= Exercise description =
Find the line that contains "Target: woman's left hand"; then retype it and each line after it, exactly, through the final line of the data below.

+ + + + +

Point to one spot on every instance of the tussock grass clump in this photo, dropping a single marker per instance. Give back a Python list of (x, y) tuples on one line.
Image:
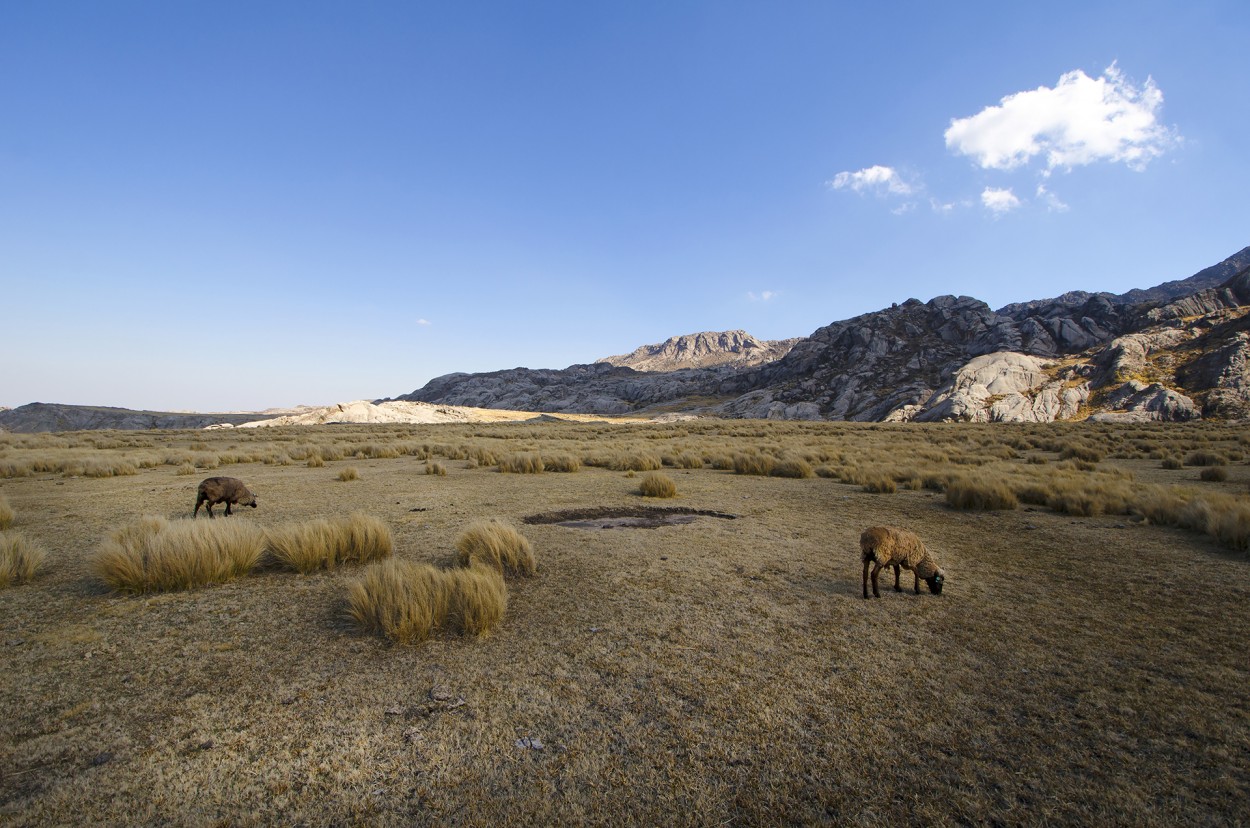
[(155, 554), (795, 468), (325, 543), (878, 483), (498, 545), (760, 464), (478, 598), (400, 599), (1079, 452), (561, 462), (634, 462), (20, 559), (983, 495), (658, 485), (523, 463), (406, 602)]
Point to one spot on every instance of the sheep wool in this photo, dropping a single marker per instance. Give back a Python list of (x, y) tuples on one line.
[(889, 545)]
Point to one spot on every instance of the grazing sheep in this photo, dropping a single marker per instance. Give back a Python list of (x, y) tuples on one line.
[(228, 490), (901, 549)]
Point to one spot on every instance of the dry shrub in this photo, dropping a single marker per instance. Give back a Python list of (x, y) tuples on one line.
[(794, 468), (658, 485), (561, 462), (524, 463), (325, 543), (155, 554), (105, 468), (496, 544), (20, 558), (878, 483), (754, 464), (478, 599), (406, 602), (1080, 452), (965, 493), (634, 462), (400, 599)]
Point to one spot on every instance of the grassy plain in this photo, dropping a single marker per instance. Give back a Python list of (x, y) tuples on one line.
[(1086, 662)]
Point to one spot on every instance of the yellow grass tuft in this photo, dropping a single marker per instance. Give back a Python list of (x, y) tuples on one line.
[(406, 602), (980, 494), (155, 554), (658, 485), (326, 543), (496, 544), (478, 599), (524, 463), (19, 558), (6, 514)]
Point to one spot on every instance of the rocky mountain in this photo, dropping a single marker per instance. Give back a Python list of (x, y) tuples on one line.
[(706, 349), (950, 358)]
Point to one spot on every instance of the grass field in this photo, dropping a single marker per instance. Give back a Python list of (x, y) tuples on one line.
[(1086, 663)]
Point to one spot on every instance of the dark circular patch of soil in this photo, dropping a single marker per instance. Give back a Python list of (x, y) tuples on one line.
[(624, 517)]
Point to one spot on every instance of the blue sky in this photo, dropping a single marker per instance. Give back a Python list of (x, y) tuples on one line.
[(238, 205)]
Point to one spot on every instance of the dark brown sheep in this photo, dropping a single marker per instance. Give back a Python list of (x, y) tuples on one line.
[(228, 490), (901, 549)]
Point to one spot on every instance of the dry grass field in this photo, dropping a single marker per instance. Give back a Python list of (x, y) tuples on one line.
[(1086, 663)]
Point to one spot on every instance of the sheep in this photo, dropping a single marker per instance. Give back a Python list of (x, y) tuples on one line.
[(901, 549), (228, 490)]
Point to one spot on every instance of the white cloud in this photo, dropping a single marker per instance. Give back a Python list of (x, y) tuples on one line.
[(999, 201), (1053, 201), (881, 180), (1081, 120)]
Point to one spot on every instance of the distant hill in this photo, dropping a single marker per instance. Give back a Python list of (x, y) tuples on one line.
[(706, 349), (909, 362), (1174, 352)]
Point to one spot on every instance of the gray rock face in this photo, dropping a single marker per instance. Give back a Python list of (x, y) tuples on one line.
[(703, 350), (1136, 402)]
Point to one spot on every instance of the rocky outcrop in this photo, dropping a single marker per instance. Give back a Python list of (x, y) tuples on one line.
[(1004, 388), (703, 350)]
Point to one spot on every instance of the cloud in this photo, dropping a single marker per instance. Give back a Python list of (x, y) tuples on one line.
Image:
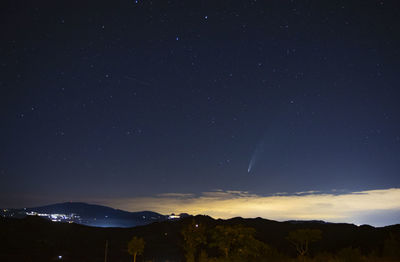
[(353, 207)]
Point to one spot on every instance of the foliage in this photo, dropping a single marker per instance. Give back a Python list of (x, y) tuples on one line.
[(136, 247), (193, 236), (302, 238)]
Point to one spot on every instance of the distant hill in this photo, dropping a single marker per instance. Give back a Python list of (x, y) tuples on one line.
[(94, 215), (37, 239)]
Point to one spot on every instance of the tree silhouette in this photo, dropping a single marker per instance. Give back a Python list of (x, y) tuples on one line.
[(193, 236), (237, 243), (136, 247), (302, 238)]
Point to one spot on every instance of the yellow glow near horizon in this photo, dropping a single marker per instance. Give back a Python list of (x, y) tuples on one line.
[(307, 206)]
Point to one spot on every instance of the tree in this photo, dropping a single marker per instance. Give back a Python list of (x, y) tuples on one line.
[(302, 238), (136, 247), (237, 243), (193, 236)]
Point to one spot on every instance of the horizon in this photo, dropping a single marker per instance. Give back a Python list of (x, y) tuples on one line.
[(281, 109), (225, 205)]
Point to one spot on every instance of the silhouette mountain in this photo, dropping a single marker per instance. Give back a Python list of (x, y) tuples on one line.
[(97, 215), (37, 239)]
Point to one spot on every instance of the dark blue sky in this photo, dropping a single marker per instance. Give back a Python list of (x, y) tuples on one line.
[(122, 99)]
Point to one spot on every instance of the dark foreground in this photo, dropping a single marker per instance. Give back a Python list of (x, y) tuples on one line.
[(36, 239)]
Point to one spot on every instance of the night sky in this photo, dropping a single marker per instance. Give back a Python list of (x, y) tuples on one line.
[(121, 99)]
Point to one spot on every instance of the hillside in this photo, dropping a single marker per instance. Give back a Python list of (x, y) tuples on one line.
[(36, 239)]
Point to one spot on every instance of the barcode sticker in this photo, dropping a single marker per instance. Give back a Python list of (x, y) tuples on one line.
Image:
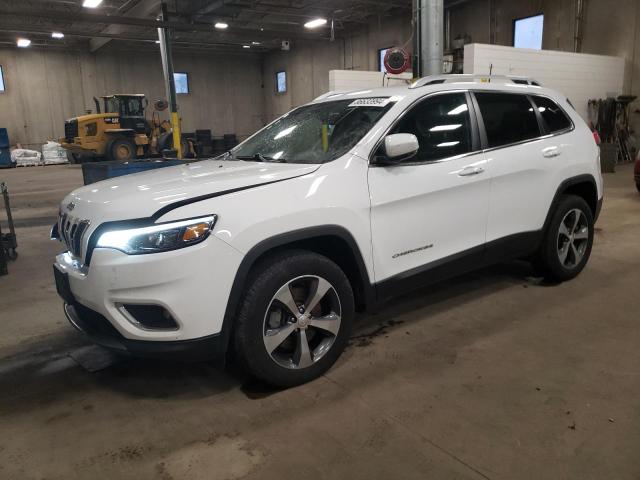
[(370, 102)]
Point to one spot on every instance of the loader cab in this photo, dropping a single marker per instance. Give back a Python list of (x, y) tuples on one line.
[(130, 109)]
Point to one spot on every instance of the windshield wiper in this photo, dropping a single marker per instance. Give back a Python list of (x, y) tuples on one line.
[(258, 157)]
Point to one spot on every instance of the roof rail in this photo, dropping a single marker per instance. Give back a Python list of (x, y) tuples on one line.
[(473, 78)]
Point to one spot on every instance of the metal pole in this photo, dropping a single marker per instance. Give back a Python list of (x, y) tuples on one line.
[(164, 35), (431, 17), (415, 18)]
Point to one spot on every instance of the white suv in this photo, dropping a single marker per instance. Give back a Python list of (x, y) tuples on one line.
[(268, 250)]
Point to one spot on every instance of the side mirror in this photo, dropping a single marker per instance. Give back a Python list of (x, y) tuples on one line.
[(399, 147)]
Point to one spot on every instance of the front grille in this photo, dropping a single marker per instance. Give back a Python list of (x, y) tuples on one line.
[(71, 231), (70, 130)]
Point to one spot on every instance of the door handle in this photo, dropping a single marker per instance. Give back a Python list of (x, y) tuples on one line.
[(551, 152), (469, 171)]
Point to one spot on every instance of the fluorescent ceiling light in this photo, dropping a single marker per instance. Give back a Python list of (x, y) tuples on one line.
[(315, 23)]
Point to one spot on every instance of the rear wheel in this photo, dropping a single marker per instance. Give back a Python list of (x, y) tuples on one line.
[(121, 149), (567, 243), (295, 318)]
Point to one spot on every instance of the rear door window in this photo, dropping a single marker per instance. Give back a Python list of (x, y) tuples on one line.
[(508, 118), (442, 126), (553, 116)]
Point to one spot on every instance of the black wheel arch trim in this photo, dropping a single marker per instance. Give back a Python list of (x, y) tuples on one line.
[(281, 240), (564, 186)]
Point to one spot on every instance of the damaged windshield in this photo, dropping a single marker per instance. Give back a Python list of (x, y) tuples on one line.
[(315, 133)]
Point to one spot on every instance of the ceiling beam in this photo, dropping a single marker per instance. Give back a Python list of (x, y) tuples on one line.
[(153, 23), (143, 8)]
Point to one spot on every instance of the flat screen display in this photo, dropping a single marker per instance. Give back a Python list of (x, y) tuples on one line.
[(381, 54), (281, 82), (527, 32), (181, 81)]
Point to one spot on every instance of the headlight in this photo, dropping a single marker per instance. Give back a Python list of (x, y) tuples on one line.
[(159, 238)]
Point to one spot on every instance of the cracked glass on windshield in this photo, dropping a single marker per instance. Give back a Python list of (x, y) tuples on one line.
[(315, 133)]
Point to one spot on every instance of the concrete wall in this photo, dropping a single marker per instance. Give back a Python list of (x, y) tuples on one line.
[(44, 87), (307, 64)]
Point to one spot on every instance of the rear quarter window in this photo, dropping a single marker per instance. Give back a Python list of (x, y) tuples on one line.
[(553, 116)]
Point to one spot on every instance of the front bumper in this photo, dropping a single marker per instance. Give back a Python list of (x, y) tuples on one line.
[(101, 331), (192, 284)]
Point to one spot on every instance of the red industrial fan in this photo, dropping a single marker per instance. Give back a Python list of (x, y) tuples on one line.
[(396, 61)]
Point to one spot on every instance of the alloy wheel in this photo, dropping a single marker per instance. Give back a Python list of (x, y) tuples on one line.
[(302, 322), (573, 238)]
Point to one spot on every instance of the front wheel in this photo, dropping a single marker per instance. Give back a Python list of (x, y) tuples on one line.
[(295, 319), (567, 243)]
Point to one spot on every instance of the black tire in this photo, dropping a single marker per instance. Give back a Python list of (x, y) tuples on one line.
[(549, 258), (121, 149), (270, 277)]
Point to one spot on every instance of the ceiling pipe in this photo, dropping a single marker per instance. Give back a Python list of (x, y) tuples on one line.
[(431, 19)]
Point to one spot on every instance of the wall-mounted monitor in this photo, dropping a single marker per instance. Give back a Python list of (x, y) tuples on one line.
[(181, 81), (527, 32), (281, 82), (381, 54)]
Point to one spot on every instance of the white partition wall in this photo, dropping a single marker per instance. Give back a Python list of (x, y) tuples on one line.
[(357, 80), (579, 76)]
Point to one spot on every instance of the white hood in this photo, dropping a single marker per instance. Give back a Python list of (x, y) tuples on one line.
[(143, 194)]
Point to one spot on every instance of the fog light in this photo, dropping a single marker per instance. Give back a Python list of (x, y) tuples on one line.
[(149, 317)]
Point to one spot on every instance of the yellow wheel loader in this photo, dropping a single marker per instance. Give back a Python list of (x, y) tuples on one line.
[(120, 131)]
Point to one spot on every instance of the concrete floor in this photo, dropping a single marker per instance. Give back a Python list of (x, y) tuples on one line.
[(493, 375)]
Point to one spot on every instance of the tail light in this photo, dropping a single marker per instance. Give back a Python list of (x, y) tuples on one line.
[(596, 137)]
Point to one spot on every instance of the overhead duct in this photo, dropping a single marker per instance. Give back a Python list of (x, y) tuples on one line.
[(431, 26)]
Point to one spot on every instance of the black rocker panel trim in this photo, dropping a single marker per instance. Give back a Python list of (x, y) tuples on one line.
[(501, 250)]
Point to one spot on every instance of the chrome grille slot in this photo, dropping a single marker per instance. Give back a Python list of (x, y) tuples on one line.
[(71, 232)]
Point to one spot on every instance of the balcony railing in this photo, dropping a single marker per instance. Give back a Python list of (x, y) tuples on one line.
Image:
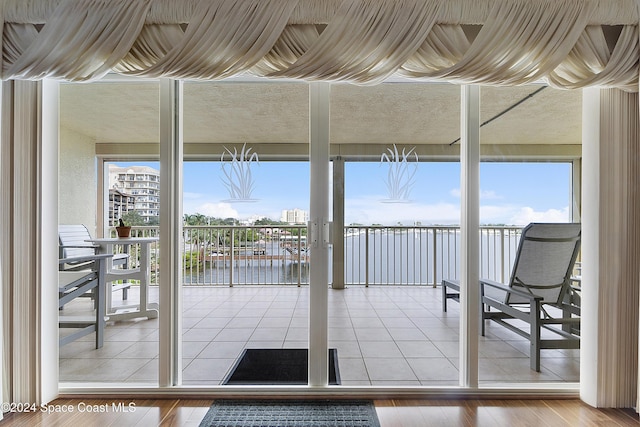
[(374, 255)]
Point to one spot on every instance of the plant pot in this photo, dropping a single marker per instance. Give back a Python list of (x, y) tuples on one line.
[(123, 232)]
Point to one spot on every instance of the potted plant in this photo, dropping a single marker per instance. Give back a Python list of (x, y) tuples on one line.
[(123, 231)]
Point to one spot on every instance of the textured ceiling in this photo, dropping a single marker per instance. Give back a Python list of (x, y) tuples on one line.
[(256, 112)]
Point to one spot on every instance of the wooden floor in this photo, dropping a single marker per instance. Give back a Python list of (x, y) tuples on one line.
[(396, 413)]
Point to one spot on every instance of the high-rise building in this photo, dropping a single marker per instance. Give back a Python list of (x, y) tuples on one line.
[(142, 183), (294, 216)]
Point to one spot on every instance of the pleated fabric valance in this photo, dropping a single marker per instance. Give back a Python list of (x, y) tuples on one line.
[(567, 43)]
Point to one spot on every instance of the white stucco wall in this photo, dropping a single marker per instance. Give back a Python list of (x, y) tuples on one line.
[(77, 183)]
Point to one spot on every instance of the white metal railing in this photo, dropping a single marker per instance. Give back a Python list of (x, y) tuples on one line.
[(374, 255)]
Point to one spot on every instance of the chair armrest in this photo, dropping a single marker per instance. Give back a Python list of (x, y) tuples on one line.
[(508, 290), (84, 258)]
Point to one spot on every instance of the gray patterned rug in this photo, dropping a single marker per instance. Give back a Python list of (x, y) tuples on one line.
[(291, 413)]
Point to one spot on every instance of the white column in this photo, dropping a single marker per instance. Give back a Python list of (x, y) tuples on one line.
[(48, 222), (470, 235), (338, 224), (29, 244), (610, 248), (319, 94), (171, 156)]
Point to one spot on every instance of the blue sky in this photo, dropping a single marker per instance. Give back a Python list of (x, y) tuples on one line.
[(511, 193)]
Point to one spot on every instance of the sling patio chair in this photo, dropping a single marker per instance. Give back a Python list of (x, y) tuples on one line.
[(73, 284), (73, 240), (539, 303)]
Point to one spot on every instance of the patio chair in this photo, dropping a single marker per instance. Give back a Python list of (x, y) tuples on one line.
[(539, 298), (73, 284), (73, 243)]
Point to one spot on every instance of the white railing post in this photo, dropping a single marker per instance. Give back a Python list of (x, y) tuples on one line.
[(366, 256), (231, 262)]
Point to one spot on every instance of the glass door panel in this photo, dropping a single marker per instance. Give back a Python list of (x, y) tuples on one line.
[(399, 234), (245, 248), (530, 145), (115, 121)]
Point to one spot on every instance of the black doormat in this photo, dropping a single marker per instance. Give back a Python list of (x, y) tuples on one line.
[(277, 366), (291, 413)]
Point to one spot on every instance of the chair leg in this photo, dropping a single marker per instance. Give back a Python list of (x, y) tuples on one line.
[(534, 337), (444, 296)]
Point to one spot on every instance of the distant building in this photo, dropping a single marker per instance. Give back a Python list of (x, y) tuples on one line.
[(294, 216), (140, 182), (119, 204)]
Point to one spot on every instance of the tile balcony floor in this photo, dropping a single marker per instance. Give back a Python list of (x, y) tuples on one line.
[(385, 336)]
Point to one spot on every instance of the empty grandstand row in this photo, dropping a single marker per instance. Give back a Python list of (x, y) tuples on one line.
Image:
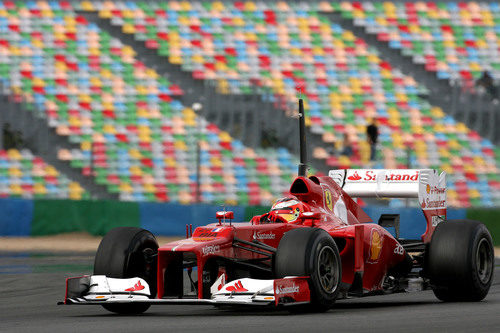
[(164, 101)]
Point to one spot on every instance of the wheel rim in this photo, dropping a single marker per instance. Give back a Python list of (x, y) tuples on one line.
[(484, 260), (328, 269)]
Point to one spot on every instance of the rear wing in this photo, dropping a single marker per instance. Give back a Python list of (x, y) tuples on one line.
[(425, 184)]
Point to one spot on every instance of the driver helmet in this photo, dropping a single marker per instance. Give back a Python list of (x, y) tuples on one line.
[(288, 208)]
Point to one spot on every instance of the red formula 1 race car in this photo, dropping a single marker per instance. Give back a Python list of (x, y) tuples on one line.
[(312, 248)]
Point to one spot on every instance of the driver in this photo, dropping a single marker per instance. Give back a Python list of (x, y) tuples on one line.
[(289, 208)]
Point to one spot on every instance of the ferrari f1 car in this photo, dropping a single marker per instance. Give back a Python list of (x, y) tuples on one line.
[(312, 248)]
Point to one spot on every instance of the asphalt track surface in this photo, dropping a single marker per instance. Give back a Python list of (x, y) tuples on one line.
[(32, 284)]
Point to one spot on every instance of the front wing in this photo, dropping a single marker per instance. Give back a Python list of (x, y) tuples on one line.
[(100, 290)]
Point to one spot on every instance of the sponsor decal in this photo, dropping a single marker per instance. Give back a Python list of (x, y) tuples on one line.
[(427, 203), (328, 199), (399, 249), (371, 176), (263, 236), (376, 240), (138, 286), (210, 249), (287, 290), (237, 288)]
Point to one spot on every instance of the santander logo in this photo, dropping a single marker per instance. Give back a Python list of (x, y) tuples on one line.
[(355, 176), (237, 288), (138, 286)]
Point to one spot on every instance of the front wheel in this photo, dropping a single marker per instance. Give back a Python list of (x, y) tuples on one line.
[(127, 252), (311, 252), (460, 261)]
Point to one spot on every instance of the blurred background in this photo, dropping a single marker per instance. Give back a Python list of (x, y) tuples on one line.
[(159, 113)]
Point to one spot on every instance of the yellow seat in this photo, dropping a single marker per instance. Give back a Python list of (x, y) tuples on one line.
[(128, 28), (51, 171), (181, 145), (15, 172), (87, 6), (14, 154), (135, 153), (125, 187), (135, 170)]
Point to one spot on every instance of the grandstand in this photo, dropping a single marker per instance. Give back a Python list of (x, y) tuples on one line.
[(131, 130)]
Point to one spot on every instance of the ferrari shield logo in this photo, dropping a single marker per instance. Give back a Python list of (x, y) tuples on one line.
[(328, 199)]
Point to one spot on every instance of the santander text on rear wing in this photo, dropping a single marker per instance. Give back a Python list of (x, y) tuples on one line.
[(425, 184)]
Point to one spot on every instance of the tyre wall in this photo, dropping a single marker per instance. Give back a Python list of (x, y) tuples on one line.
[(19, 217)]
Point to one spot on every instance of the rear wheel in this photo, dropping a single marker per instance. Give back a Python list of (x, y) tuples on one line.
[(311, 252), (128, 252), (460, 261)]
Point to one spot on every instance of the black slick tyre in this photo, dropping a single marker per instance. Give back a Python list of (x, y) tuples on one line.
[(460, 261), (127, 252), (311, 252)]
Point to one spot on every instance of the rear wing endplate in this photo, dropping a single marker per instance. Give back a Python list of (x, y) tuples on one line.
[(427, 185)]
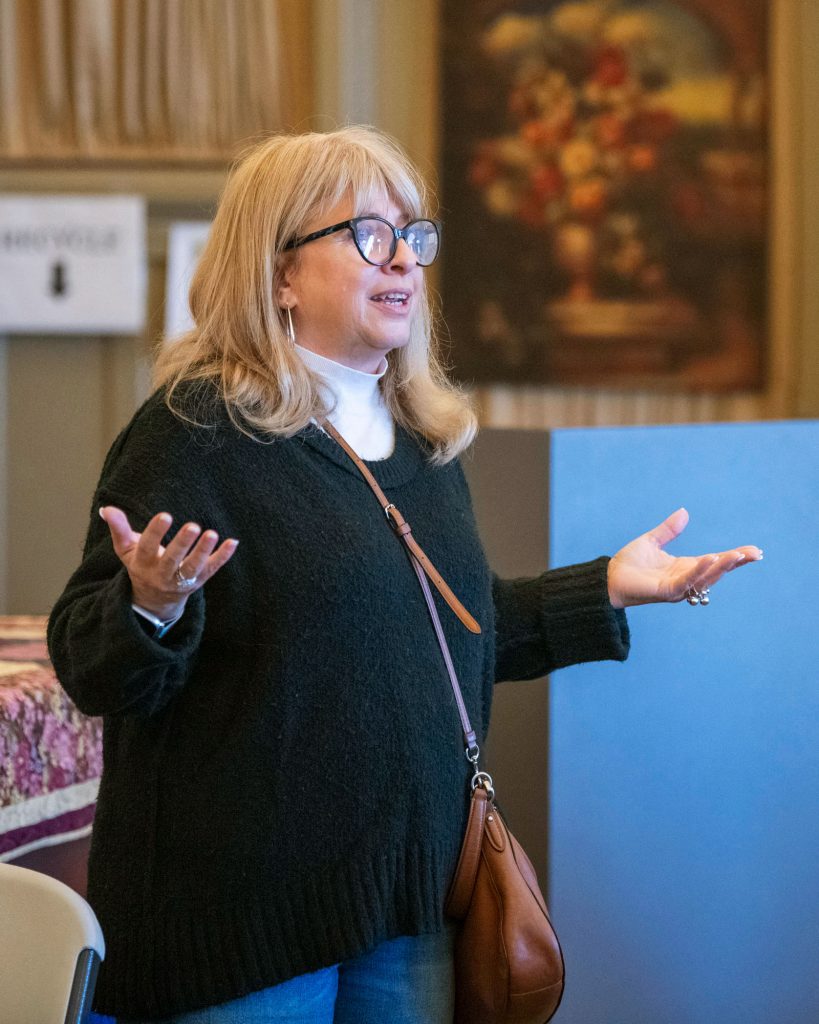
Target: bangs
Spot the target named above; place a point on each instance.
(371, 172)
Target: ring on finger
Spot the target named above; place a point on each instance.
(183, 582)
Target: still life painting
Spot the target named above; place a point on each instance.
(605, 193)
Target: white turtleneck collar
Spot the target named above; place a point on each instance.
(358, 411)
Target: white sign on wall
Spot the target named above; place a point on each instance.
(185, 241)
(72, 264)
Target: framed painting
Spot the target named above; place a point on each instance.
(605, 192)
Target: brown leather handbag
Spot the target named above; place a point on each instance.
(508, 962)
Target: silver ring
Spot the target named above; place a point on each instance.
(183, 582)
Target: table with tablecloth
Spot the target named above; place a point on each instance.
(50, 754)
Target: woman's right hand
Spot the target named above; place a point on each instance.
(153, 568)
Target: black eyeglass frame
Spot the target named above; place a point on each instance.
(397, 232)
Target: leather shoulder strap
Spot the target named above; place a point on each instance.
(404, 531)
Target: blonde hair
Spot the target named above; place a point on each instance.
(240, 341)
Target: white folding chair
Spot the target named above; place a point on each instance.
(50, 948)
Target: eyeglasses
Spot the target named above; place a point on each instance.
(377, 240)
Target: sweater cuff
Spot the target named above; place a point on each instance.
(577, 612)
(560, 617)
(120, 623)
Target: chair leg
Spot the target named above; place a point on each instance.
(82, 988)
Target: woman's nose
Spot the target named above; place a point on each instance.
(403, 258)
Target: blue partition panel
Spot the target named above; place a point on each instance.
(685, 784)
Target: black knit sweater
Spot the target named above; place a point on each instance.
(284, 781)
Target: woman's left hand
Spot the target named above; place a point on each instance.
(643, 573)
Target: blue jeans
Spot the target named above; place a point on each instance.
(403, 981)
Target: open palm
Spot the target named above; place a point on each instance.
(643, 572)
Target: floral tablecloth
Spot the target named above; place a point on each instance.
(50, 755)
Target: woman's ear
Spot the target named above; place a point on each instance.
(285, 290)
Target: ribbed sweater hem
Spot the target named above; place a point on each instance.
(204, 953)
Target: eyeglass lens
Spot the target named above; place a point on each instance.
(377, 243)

+ + + + +

= Answer to this exercise =
Target: woman's left hand
Spot the target named above; place a point on each instance.
(643, 573)
Target: blue jeans
Spot the target named above; place a point on each instance.
(403, 981)
Target: open palm
Spot the target named above; place a point on each instance.
(643, 572)
Target: floral tablecloth
Spot the target named above; place a point on each instance.
(50, 755)
Target: woman's ear
Spot the target named above; place a point on each instance.
(285, 290)
Target: ribbed sweater hem
Spot the target named above; place a point on each instance.
(204, 953)
Target: eyeglass lens
Spot the target named above; place a point on each instance.
(377, 243)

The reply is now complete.